_Tugas 1:_
Bisakah Anda menyalin ulang baris-baris pada data anotasi, mulai dari baris yang memuat "Could you spot the orange" sampai baris yang memuat "(643, 1071)", termasuk kedua baris tersebut?

_Teks Bacaan:_
Dhaif karena terdapat cacat pada perawinya
Sebab-sebab cela pada perawi yang berkaitan dengan
ke’adalahan perawi ada lima, dan yang berkaitan
dengan kedhabithannya juga ada lima.
Adapun yang berkaitan dengan ke’adalahannya, yaitu: a)
Dusta, b) Tuduhan, c) berdusta, d) Fasik, e) bid’ah, f) al-Jahalah
(ketidakjelasan)
Adapun yang berkaitan dengan ke’adalahannya, yaitu: a)
kesalahan yang, sangat buruk, b) Buruk hafalan, c) Kelalaian, d) Banyaknya waham,
e) menyelisihi para perawi yang tsiqah
Dan berikut ini macam-macam hadis yang dikarenakan
sebab-sebab diatas:
1) Hadis Maudhu'
Hadis maudhu’ adalah hadis kontroversial yang di buat
seseorang dengan tidak mempunyai dasar sama sekali. Menurut Subhi Shalih adalah
khabar yang di buat oleh pembohong kemudian dinisbatkan kepada
Nabi.karena disebabkan oleh faktor kepentingan.[30] Contohnya adalah hadis tentang keutamaan bulan rajab
yang diriwayatkan Ziyad ibn Maimun dari shabat Anas r.a:
قيل يارسول
الله لم سمي رجب قال لأنه يترجب فيه خير كثبر
Menurut Abu Dawud dan Yazid ibn Burhan, Ziyad ibn Maimun
adalah seorang pembohong dan pembuat hadis palsu.
2) Hadis Matruk
Hadis matruk adalah hadis yang diriwayatkan oleh perawi yang
disangka suka berdusta.[31] Contoh hadis ini adalah hadis tentang qadha' al hajat
yang diriwayatkan oleh Ibn Abi Dunya dari Juwaibir ibn Sa'id al Asdi dari
dhahak dari Ibn 'Abbas.
قال النبي
عليكم باصطناع المعروف فانه يمنع مصارع السوء ... الخ
Menurut an Nasa'i dan Daruqutni, Juwaibir adalah orang yang
tidak dianggap hadisnya.
3) Hadis Munkar
Hadis munkar adalah hadits yang diriwatkan oleh perawi yang
dhaif, yang menyalahi orang kepercayaan.[32] perawi itu tidak memenuhi syarat biasa dikatakan seorang dhabit.

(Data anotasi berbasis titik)
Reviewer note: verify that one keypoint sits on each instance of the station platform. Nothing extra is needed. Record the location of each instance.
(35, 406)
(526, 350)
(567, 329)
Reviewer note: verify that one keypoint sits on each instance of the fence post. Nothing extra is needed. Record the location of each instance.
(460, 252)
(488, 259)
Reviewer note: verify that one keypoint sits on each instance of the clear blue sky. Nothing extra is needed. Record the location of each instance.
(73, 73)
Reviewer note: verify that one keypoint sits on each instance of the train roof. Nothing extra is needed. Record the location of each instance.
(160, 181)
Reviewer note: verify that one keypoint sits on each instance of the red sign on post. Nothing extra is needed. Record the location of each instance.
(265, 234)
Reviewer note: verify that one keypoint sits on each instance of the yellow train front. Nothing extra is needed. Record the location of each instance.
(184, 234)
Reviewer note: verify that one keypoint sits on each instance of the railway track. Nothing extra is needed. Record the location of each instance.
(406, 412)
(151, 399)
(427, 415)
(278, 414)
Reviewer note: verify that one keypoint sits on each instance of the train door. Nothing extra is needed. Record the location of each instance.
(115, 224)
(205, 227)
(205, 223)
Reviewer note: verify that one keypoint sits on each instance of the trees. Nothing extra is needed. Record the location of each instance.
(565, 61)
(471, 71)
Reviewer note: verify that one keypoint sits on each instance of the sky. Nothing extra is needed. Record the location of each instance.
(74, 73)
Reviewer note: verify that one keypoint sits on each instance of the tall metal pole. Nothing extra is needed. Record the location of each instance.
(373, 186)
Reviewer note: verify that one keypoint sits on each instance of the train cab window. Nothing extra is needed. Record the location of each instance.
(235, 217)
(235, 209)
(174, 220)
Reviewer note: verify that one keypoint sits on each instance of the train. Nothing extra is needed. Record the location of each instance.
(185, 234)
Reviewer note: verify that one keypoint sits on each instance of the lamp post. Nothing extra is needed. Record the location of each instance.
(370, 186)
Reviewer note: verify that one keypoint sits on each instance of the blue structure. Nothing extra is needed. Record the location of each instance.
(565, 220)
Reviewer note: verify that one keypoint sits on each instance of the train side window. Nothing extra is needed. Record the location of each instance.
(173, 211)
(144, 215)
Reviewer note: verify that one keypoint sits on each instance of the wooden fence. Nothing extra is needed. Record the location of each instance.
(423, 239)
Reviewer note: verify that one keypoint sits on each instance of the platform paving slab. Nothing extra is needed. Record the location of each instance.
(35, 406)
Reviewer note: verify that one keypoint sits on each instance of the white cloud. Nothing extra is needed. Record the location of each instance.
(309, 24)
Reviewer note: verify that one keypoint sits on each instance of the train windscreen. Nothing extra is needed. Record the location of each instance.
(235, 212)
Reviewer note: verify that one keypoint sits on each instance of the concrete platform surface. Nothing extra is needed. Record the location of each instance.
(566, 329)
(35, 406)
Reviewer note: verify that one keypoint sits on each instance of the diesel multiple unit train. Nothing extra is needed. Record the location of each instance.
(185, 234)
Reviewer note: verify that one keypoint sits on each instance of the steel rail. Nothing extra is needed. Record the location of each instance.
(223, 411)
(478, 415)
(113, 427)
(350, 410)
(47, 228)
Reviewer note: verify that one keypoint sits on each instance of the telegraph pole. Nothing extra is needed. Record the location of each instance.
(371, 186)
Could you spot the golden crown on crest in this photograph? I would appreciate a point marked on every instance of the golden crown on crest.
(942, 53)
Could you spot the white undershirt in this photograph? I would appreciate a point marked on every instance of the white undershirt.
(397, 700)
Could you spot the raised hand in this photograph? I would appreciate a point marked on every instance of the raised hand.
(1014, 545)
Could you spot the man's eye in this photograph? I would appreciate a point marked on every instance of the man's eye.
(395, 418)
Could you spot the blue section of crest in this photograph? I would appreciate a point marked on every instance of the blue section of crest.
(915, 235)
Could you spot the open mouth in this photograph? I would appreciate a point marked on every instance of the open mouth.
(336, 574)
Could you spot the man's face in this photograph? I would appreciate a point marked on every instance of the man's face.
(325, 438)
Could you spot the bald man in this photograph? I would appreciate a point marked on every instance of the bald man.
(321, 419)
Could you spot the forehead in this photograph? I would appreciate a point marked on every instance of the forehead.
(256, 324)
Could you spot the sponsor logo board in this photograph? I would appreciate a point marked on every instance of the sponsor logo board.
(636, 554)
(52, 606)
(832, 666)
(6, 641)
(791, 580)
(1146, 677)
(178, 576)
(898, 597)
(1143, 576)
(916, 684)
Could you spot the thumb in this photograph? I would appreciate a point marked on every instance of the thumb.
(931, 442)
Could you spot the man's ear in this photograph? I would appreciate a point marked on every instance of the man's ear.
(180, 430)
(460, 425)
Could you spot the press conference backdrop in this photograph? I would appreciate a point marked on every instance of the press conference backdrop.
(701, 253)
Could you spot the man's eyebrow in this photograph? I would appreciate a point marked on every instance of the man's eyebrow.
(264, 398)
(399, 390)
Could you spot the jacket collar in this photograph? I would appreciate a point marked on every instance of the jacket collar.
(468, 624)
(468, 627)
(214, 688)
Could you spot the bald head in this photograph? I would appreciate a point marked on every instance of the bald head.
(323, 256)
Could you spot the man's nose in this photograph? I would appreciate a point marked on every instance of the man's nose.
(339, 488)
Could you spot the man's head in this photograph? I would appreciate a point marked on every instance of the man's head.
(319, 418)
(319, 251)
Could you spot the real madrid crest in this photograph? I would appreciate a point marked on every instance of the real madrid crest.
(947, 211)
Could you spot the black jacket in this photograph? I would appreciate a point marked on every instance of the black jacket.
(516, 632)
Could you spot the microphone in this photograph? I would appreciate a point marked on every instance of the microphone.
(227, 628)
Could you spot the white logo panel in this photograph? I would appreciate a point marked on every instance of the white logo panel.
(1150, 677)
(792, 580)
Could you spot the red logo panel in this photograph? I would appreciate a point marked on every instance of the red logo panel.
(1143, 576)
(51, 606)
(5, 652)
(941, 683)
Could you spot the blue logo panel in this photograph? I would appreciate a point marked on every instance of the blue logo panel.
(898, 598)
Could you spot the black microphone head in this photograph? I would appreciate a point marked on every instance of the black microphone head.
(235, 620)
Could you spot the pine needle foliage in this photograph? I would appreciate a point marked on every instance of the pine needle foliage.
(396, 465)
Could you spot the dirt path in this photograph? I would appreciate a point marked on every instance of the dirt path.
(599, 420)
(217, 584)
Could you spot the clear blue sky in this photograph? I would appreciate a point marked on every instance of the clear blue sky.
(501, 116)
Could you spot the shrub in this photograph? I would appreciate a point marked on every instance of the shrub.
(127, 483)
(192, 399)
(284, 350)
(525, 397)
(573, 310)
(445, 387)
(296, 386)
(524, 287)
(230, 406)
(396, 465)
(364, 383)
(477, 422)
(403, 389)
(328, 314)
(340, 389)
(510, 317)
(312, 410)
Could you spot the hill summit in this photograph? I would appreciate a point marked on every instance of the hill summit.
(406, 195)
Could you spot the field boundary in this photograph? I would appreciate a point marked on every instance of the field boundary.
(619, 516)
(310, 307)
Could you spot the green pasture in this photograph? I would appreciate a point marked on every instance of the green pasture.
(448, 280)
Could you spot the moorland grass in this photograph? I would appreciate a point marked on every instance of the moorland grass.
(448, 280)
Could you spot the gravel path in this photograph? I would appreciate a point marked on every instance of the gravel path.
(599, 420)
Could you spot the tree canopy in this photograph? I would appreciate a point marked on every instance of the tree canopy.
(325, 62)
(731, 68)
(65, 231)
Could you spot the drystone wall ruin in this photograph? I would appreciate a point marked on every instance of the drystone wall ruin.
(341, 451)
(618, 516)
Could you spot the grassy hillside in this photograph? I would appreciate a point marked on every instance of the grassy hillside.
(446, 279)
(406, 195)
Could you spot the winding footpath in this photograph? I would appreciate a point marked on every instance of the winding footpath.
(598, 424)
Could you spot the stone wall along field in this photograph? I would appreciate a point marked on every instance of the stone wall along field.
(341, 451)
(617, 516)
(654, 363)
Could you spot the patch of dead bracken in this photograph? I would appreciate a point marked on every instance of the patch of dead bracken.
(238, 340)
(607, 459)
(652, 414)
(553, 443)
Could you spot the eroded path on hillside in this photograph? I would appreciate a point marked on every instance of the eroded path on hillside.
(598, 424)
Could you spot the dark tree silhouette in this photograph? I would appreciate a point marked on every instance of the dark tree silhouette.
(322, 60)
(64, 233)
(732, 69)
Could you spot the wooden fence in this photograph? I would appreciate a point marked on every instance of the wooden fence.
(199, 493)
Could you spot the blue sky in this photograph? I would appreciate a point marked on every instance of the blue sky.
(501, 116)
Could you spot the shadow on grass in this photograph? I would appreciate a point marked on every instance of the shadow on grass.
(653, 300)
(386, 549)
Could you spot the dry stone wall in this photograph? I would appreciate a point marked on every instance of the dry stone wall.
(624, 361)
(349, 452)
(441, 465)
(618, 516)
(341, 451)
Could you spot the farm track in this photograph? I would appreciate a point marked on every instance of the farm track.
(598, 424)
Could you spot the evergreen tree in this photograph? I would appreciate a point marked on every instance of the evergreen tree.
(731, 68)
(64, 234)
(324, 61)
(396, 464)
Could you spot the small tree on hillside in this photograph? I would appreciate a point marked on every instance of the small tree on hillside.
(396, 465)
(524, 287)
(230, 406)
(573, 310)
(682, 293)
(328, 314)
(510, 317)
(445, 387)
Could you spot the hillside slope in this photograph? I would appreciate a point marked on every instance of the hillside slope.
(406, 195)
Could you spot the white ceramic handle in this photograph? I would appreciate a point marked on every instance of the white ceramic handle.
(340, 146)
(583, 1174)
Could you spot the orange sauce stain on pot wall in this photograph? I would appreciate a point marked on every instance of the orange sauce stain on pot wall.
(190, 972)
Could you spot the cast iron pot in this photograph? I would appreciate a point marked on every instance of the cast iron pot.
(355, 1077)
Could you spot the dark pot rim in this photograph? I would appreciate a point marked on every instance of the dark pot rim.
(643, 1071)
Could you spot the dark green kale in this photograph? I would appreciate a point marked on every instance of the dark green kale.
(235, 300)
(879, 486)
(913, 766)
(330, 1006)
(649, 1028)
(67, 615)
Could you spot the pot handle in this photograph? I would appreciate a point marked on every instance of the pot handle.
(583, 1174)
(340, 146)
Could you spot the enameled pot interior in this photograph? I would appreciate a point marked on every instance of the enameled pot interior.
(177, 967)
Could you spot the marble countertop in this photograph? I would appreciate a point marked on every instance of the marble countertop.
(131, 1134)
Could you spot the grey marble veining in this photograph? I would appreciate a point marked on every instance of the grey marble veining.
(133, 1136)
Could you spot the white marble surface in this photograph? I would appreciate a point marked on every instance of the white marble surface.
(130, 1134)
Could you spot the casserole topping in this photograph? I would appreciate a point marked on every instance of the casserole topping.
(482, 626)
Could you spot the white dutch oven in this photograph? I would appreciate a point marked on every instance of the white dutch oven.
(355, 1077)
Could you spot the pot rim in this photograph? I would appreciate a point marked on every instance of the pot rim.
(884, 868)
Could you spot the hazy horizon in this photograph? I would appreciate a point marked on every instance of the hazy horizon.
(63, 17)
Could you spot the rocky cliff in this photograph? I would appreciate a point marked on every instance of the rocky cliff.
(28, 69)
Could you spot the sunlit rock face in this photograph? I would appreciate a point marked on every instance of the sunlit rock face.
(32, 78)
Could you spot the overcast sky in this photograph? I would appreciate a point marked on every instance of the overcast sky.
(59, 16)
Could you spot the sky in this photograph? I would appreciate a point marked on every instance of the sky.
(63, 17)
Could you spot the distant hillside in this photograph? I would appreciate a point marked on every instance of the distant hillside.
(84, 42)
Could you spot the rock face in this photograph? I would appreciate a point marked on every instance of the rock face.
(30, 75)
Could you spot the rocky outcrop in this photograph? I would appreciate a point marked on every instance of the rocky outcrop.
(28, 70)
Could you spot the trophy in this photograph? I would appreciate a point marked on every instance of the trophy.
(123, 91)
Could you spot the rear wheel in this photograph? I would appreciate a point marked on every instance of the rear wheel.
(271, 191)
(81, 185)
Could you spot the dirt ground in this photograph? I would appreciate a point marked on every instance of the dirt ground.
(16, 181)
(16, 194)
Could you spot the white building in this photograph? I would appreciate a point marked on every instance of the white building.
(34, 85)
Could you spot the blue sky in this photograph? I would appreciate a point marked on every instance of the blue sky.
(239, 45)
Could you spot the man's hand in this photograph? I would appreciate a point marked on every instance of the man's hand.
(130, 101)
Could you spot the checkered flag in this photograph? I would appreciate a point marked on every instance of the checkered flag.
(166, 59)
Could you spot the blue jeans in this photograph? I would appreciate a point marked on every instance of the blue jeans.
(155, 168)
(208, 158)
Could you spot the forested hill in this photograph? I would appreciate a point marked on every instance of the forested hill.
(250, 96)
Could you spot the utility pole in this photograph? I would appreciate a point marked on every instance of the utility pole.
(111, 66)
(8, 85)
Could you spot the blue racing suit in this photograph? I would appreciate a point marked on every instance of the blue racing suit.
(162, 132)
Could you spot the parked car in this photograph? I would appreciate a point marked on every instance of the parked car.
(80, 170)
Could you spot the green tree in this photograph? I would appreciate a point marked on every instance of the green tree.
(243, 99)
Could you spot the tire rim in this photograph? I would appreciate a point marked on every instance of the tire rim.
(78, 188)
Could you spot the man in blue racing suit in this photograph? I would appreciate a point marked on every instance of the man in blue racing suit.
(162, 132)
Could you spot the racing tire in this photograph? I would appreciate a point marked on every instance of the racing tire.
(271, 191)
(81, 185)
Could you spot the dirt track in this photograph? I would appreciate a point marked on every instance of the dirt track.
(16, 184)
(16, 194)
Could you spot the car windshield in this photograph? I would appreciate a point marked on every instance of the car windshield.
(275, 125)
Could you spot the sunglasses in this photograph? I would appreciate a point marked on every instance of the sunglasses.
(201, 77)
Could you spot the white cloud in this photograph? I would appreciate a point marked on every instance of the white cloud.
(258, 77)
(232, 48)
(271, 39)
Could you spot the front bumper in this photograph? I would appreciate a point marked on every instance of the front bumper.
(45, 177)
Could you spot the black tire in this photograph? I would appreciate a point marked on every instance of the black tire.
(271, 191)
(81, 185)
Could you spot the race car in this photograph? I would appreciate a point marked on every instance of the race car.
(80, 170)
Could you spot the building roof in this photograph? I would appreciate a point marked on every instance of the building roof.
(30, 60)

_Tugas 2:_
Apa saja macam hadis yang diuraikan dengan nomor urut dalam bacaan tentang hadis dhaif?

_Jawaban Tertulis 1:_
Could you spot the orange sauce stain on pot wall in this photograph? I would appreciate a point marked on every instance of the orange sauce stain on pot wall.
(190, 972)
Could you spot the cast iron pot in this photograph? I would appreciate a point marked on every instance of the cast iron pot.
(355, 1077)
Could you spot the dark pot rim in this photograph? I would appreciate a point marked on every instance of the dark pot rim.
(643, 1071)

_Jawaban Tertulis 2:_
1) Hadis Maudhu'
2) Hadis Matruk
3) Hadis Munkar